GIVEN TASK -> Copy out each line in the items below that contains the string "tree".
━━ LISTED RECORDS ━━
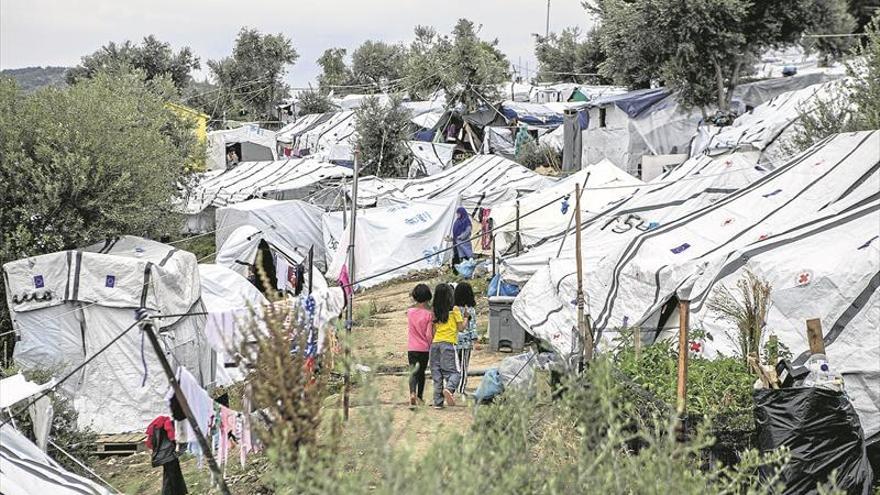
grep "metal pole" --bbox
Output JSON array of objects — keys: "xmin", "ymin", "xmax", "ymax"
[
  {"xmin": 342, "ymin": 151, "xmax": 360, "ymax": 421},
  {"xmin": 544, "ymin": 0, "xmax": 550, "ymax": 38},
  {"xmin": 676, "ymin": 300, "xmax": 691, "ymax": 441},
  {"xmin": 309, "ymin": 245, "xmax": 315, "ymax": 295},
  {"xmin": 142, "ymin": 320, "xmax": 230, "ymax": 495}
]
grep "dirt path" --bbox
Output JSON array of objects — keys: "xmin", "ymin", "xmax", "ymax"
[{"xmin": 338, "ymin": 279, "xmax": 506, "ymax": 455}]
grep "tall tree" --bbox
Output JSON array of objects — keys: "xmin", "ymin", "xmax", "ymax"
[
  {"xmin": 803, "ymin": 0, "xmax": 857, "ymax": 66},
  {"xmin": 317, "ymin": 48, "xmax": 352, "ymax": 94},
  {"xmin": 405, "ymin": 19, "xmax": 510, "ymax": 109},
  {"xmin": 592, "ymin": 0, "xmax": 817, "ymax": 111},
  {"xmin": 202, "ymin": 28, "xmax": 299, "ymax": 120},
  {"xmin": 66, "ymin": 34, "xmax": 200, "ymax": 90},
  {"xmin": 355, "ymin": 96, "xmax": 411, "ymax": 177},
  {"xmin": 535, "ymin": 28, "xmax": 608, "ymax": 83},
  {"xmin": 351, "ymin": 40, "xmax": 406, "ymax": 89},
  {"xmin": 0, "ymin": 72, "xmax": 204, "ymax": 352}
]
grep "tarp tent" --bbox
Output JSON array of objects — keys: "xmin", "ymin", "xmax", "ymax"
[
  {"xmin": 3, "ymin": 236, "xmax": 214, "ymax": 433},
  {"xmin": 0, "ymin": 424, "xmax": 110, "ymax": 495},
  {"xmin": 501, "ymin": 153, "xmax": 769, "ymax": 283},
  {"xmin": 513, "ymin": 131, "xmax": 880, "ymax": 380},
  {"xmin": 489, "ymin": 160, "xmax": 642, "ymax": 253},
  {"xmin": 182, "ymin": 158, "xmax": 352, "ymax": 232},
  {"xmin": 215, "ymin": 199, "xmax": 326, "ymax": 271},
  {"xmin": 406, "ymin": 141, "xmax": 455, "ymax": 179},
  {"xmin": 691, "ymin": 82, "xmax": 839, "ymax": 162},
  {"xmin": 323, "ymin": 197, "xmax": 458, "ymax": 288},
  {"xmin": 199, "ymin": 264, "xmax": 269, "ymax": 386},
  {"xmin": 207, "ymin": 124, "xmax": 278, "ymax": 170},
  {"xmin": 388, "ymin": 155, "xmax": 555, "ymax": 216}
]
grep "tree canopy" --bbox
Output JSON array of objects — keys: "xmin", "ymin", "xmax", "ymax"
[
  {"xmin": 535, "ymin": 28, "xmax": 609, "ymax": 84},
  {"xmin": 66, "ymin": 34, "xmax": 200, "ymax": 90},
  {"xmin": 588, "ymin": 0, "xmax": 843, "ymax": 111},
  {"xmin": 205, "ymin": 28, "xmax": 299, "ymax": 120}
]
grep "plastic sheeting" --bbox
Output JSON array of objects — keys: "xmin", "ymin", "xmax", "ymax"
[
  {"xmin": 207, "ymin": 124, "xmax": 278, "ymax": 170},
  {"xmin": 410, "ymin": 141, "xmax": 455, "ymax": 177},
  {"xmin": 323, "ymin": 198, "xmax": 458, "ymax": 288},
  {"xmin": 215, "ymin": 199, "xmax": 326, "ymax": 271},
  {"xmin": 489, "ymin": 160, "xmax": 643, "ymax": 253},
  {"xmin": 199, "ymin": 264, "xmax": 269, "ymax": 385},
  {"xmin": 183, "ymin": 158, "xmax": 352, "ymax": 215},
  {"xmin": 691, "ymin": 82, "xmax": 839, "ymax": 162},
  {"xmin": 4, "ymin": 236, "xmax": 213, "ymax": 433},
  {"xmin": 755, "ymin": 388, "xmax": 873, "ymax": 495},
  {"xmin": 386, "ymin": 155, "xmax": 554, "ymax": 216},
  {"xmin": 513, "ymin": 131, "xmax": 880, "ymax": 436},
  {"xmin": 0, "ymin": 424, "xmax": 110, "ymax": 495}
]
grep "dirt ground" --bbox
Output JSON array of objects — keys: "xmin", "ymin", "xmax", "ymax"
[{"xmin": 95, "ymin": 275, "xmax": 508, "ymax": 494}]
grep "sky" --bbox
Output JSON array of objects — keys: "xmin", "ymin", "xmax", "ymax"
[{"xmin": 0, "ymin": 0, "xmax": 591, "ymax": 87}]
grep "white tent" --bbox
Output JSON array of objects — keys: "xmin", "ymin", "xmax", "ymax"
[
  {"xmin": 513, "ymin": 131, "xmax": 880, "ymax": 366},
  {"xmin": 489, "ymin": 160, "xmax": 643, "ymax": 253},
  {"xmin": 691, "ymin": 81, "xmax": 840, "ymax": 162},
  {"xmin": 207, "ymin": 124, "xmax": 278, "ymax": 170},
  {"xmin": 0, "ymin": 424, "xmax": 110, "ymax": 495},
  {"xmin": 501, "ymin": 153, "xmax": 768, "ymax": 283},
  {"xmin": 323, "ymin": 198, "xmax": 458, "ymax": 288},
  {"xmin": 215, "ymin": 199, "xmax": 326, "ymax": 271},
  {"xmin": 388, "ymin": 155, "xmax": 555, "ymax": 216},
  {"xmin": 3, "ymin": 236, "xmax": 214, "ymax": 433},
  {"xmin": 183, "ymin": 158, "xmax": 352, "ymax": 224},
  {"xmin": 406, "ymin": 141, "xmax": 455, "ymax": 179},
  {"xmin": 199, "ymin": 264, "xmax": 269, "ymax": 386}
]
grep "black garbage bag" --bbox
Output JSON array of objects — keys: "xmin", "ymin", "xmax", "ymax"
[{"xmin": 754, "ymin": 387, "xmax": 873, "ymax": 495}]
━━━
RESPONSE TO THIS TASK ->
grep "tall tree" --bbox
grep "tree canopy" --bbox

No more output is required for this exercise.